◆ WRITTEN TASK:
Reproduce every one of the items below verbatim, preserving each line unchanged.

Region outline items:

========

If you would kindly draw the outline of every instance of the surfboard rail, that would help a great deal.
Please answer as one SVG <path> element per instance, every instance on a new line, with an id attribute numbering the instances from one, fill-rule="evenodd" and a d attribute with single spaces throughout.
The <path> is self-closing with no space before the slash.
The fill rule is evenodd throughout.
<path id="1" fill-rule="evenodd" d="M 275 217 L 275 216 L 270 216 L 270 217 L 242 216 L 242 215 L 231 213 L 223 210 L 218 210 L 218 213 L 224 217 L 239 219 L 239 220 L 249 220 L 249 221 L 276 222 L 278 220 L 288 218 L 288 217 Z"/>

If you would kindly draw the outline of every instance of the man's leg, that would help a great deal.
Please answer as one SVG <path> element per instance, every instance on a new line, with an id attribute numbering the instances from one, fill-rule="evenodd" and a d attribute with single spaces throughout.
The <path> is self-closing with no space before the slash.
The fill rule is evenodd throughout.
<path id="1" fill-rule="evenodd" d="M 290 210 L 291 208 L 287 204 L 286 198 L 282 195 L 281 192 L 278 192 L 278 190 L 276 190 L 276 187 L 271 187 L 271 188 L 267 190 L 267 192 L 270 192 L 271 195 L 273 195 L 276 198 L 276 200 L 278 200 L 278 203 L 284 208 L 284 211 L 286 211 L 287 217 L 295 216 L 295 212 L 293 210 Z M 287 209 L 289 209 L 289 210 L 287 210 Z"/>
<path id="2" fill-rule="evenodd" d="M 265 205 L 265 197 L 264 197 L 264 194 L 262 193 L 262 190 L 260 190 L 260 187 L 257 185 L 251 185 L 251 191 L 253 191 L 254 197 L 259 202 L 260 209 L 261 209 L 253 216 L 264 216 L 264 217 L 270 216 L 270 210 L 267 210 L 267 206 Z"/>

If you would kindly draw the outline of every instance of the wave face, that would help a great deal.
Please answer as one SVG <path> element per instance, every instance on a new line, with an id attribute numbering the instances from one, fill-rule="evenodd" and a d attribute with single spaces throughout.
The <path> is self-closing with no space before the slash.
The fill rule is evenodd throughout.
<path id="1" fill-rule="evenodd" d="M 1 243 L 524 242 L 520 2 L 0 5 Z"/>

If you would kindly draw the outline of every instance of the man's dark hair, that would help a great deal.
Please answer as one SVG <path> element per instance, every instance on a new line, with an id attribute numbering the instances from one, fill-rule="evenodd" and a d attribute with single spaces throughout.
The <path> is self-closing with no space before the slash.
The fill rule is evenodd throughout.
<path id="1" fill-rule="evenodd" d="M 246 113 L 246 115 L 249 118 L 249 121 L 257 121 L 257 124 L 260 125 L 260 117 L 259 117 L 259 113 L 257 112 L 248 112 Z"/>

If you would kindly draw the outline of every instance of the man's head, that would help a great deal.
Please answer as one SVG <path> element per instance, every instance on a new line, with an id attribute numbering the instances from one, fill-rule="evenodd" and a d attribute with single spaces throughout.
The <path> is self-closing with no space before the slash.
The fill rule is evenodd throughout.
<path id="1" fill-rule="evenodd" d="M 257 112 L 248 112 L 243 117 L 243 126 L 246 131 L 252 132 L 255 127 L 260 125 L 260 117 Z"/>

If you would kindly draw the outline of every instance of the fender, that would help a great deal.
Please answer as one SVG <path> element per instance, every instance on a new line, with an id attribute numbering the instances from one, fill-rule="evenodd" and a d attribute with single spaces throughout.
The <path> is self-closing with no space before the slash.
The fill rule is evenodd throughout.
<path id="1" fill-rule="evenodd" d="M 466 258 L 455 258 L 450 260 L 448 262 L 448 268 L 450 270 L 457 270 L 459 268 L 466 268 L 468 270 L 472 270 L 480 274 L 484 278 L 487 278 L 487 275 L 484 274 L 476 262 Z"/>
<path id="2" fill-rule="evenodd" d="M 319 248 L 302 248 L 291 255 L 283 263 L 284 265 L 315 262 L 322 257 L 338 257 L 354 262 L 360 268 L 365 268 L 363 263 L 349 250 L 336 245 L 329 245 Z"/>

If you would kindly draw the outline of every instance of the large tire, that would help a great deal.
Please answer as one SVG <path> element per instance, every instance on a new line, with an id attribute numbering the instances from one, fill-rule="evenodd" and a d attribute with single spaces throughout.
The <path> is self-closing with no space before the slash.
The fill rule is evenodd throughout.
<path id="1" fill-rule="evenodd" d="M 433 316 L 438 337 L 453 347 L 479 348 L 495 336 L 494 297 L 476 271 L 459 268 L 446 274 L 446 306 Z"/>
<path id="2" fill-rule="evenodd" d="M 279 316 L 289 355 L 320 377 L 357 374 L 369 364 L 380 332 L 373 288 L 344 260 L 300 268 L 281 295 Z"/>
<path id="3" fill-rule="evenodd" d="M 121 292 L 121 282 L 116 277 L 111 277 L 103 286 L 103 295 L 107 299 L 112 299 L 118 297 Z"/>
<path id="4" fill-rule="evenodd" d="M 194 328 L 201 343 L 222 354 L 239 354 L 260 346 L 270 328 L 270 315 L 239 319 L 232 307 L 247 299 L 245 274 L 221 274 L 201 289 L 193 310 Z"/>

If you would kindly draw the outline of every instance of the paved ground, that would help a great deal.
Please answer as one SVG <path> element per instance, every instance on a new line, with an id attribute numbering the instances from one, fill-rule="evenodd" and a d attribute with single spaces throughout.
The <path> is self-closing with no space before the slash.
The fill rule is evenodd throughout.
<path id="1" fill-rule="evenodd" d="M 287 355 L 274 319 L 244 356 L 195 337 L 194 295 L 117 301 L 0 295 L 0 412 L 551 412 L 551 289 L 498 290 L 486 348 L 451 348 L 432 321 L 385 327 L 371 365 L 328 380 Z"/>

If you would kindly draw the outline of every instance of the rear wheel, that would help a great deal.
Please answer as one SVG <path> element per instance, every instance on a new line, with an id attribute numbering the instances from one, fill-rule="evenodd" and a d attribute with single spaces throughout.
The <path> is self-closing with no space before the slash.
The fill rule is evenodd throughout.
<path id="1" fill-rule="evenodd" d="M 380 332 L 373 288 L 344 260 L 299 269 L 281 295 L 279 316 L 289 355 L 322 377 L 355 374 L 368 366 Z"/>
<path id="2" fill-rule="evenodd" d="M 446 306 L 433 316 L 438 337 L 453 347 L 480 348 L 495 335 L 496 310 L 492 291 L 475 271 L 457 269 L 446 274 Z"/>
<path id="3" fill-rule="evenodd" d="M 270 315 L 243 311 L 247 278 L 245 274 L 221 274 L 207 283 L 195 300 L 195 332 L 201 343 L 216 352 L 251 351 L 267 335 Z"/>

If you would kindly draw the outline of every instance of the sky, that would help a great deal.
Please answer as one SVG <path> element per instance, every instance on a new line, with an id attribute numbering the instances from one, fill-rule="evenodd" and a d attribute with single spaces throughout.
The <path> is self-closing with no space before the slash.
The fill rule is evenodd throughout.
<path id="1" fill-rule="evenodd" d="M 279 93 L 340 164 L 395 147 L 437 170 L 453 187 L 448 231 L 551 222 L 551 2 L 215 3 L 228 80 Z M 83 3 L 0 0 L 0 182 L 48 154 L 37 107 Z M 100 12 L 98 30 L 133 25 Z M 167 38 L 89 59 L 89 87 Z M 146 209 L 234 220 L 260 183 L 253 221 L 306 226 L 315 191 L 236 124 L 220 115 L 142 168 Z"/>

========

◆ EXERCISE RESULT:
If you would kindly draw the outline of every instance of the surfboard rail, that would help a great deal.
Please answer as one SVG <path> element per instance, every instance on a new line, with an id attribute numbering the instances from one, fill-rule="evenodd" and a d attribute with single spaces throughout.
The <path> is self-closing with no space before the slash.
The fill rule is evenodd throughout.
<path id="1" fill-rule="evenodd" d="M 275 217 L 275 216 L 270 216 L 270 217 L 242 216 L 242 215 L 231 213 L 223 210 L 218 210 L 218 213 L 224 217 L 239 219 L 239 220 L 249 220 L 249 221 L 276 222 L 278 220 L 288 218 L 288 217 Z"/>

If you would kindly draw the outline of every instance of the man's leg, that would help a great deal.
Please answer as one SVG <path> element per instance, every instance on a new line, with an id attribute numbering the instances from one, fill-rule="evenodd" and a d attribute with single spaces throughout.
The <path> is self-closing with no space before the slash.
The fill rule is evenodd throughout.
<path id="1" fill-rule="evenodd" d="M 290 210 L 291 208 L 287 204 L 286 198 L 282 195 L 281 192 L 278 192 L 278 190 L 276 190 L 276 187 L 271 187 L 271 188 L 267 190 L 267 192 L 270 192 L 271 195 L 273 195 L 276 198 L 276 200 L 278 200 L 278 203 L 284 208 L 284 211 L 286 211 L 287 217 L 295 216 L 295 212 L 293 210 Z M 287 209 L 289 209 L 289 210 L 287 210 Z"/>
<path id="2" fill-rule="evenodd" d="M 265 205 L 265 197 L 264 197 L 264 194 L 262 193 L 262 190 L 260 190 L 260 187 L 257 185 L 251 185 L 251 191 L 253 191 L 254 197 L 259 202 L 260 209 L 261 209 L 253 216 L 264 216 L 264 217 L 270 216 L 270 210 L 267 210 L 267 206 Z"/>

If you would kindly draw the outline of every instance of the wave face, that would help a great deal.
Please answer as one SVG <path> element per instance, every instance on a new line, with an id attribute numbering the instances from one, fill-rule="evenodd" and a d attribute with single spaces throughout.
The <path> is self-closing with no space before the slash.
The fill rule is evenodd throughout.
<path id="1" fill-rule="evenodd" d="M 1 243 L 524 242 L 520 2 L 0 5 Z"/>

If you would kindly draw the outline of every instance of the man's dark hair, that would help a great deal.
Please answer as one SVG <path> element per instance, every instance on a new line, with an id attribute numbering the instances from one, fill-rule="evenodd" and a d attribute with single spaces throughout.
The <path> is self-closing with no space before the slash.
The fill rule is evenodd throughout.
<path id="1" fill-rule="evenodd" d="M 246 113 L 246 115 L 249 118 L 249 121 L 257 121 L 257 124 L 260 125 L 260 117 L 259 117 L 259 113 L 257 112 L 248 112 Z"/>

If you would kindly draw the outline of every instance of the man's head, that would help a great deal.
Please answer as one SVG <path> element per instance, every instance on a new line, with an id attribute numbering the instances from one, fill-rule="evenodd" and a d attribute with single spaces throughout.
The <path> is self-closing with no space before the slash.
The fill rule is evenodd throughout.
<path id="1" fill-rule="evenodd" d="M 257 112 L 248 112 L 243 117 L 243 126 L 246 131 L 252 132 L 255 127 L 260 125 L 260 117 Z"/>

If you would kindly draw the outline of every instance of the fender, that would help a great deal.
Please answer as one SVG <path> element per instance, every instance on a new line, with an id attribute numbering the instances from one, fill-rule="evenodd" and a d attribute with single spaces throughout.
The <path> is self-closing with no space before the slash.
The fill rule is evenodd throughout.
<path id="1" fill-rule="evenodd" d="M 466 258 L 455 258 L 450 260 L 448 262 L 448 268 L 450 270 L 457 270 L 459 268 L 466 268 L 468 270 L 472 270 L 480 274 L 484 278 L 487 278 L 487 275 L 484 274 L 476 262 Z"/>
<path id="2" fill-rule="evenodd" d="M 319 248 L 302 248 L 291 255 L 283 263 L 284 265 L 315 262 L 322 257 L 338 257 L 354 262 L 360 268 L 365 268 L 363 263 L 349 250 L 336 245 L 329 245 Z"/>

If you would kindly draw the outline of every instance of the large tire, that would help a great deal.
Please answer as one SVG <path> element per instance, every instance on a new line, with an id attribute numbering the instances from one, fill-rule="evenodd" and a d attribute with single spaces throughout.
The <path> is self-closing with no space before the slash.
The fill rule is evenodd throughout.
<path id="1" fill-rule="evenodd" d="M 433 316 L 438 337 L 453 347 L 479 348 L 495 336 L 494 297 L 476 271 L 459 268 L 446 274 L 446 306 Z"/>
<path id="2" fill-rule="evenodd" d="M 279 316 L 289 355 L 320 377 L 357 374 L 369 364 L 380 332 L 373 288 L 344 260 L 300 268 L 281 295 Z"/>
<path id="3" fill-rule="evenodd" d="M 121 292 L 121 282 L 116 277 L 111 277 L 103 286 L 103 295 L 107 299 L 112 299 L 118 297 Z"/>
<path id="4" fill-rule="evenodd" d="M 194 328 L 201 343 L 222 354 L 239 354 L 260 346 L 270 328 L 270 315 L 239 319 L 232 307 L 247 299 L 245 274 L 221 274 L 201 289 L 193 310 Z"/>

If you would kindly draw the outline of every instance of the paved ground, that would help a great deal.
Please answer as one SVG <path> element per instance, every instance on a new line, with an id attribute numbering the instances from one, fill-rule="evenodd" and a d attribute with single spaces throughout.
The <path> is self-closing with no space before the slash.
The fill rule is evenodd throughout.
<path id="1" fill-rule="evenodd" d="M 287 355 L 274 319 L 244 356 L 195 337 L 194 295 L 117 301 L 0 295 L 0 412 L 551 412 L 551 289 L 498 290 L 486 348 L 451 348 L 432 321 L 385 327 L 371 365 L 328 380 Z"/>

If you would kindly draw the outline of every instance of the rear wheel, that would help a great deal.
Please answer as one SVG <path> element per instance, every instance on a new line, with an id attribute numbering the instances from one, fill-rule="evenodd" and a d attribute with single spaces throughout.
The <path> is self-closing with no space before the slash.
The fill rule is evenodd throughout.
<path id="1" fill-rule="evenodd" d="M 380 332 L 373 288 L 344 260 L 299 269 L 281 295 L 279 316 L 289 355 L 322 377 L 355 374 L 368 366 Z"/>
<path id="2" fill-rule="evenodd" d="M 446 306 L 433 316 L 438 337 L 453 347 L 480 348 L 495 335 L 496 310 L 492 291 L 475 271 L 457 269 L 446 274 Z"/>
<path id="3" fill-rule="evenodd" d="M 270 315 L 243 311 L 247 278 L 245 274 L 221 274 L 207 283 L 195 300 L 195 332 L 201 343 L 216 352 L 251 351 L 267 335 Z"/>

If you would kindly draw the outline of every instance of the sky, that would help a great deal.
Please answer as one SVG <path> element per instance, every instance on a new line, with an id attribute numbering the instances from one, fill-rule="evenodd" and a d attribute with single spaces throughout.
The <path> is self-closing with no space before the slash.
The fill rule is evenodd throughout.
<path id="1" fill-rule="evenodd" d="M 279 93 L 340 164 L 395 147 L 437 170 L 453 187 L 448 231 L 551 222 L 551 2 L 215 3 L 228 80 Z M 83 3 L 0 0 L 0 182 L 48 154 L 37 107 Z M 100 12 L 98 30 L 133 25 Z M 167 38 L 89 59 L 89 87 Z M 146 209 L 234 220 L 260 183 L 253 221 L 306 226 L 315 191 L 236 124 L 220 115 L 142 168 Z"/>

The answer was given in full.